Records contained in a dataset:
◆ ◆ ◆ ◆ ◆

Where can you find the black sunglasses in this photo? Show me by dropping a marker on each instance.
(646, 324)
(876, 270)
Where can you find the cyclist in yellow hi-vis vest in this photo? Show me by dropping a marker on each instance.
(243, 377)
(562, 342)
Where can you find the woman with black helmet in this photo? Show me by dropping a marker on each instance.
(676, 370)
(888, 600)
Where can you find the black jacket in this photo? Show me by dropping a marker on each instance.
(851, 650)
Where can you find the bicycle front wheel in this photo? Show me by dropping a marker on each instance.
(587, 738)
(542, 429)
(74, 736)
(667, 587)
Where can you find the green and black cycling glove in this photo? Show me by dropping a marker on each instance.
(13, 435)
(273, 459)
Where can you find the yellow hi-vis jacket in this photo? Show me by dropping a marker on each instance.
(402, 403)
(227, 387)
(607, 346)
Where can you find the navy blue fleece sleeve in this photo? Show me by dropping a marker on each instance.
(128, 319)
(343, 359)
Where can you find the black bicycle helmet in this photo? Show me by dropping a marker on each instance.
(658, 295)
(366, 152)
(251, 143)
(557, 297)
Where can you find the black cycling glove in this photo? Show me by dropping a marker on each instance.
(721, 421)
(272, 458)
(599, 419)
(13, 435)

◆ ◆ ◆ ◆ ◆

What the exercise asks:
Exactly as they appear above, set down all of the records once more.

Exercise output:
Where can you find the black sunglasses in this photo? Show me by dropping a marker on each instance.
(646, 324)
(876, 270)
Where can you find the cyclist in yellow hi-vis vest in this photo? Show me by dropping a marker on each instance.
(243, 377)
(562, 342)
Where can you find the woman with black helmet in this photo? Show me by dropping a marker on each instance.
(676, 370)
(888, 600)
Where can you find the black jacket in this photo? Show me by dropping a marker on each instance.
(851, 650)
Where can you find the bicycle front wheel in this photo? Show me by dropping a marker on each instance.
(587, 738)
(542, 429)
(74, 736)
(667, 587)
Where can you find the green and black cycling glove in this photo? Show me by dropping a marker on each instance.
(13, 435)
(273, 459)
Where can you find the yellow hi-vis jacket in this photo? Show me by dropping a marker on each instance.
(402, 403)
(227, 387)
(607, 346)
Where can you find the navy blue fleece sleeve in this photo? Show me by dropping a marker on each instance.
(128, 319)
(343, 359)
Where can you find the black bicycle helmet in this photo? Show me by dropping a marker on each instance.
(658, 295)
(366, 152)
(251, 143)
(557, 297)
Where can you find the black cycling glove in this photo? Show me by dropping a marker on each instance.
(721, 421)
(272, 458)
(599, 419)
(13, 435)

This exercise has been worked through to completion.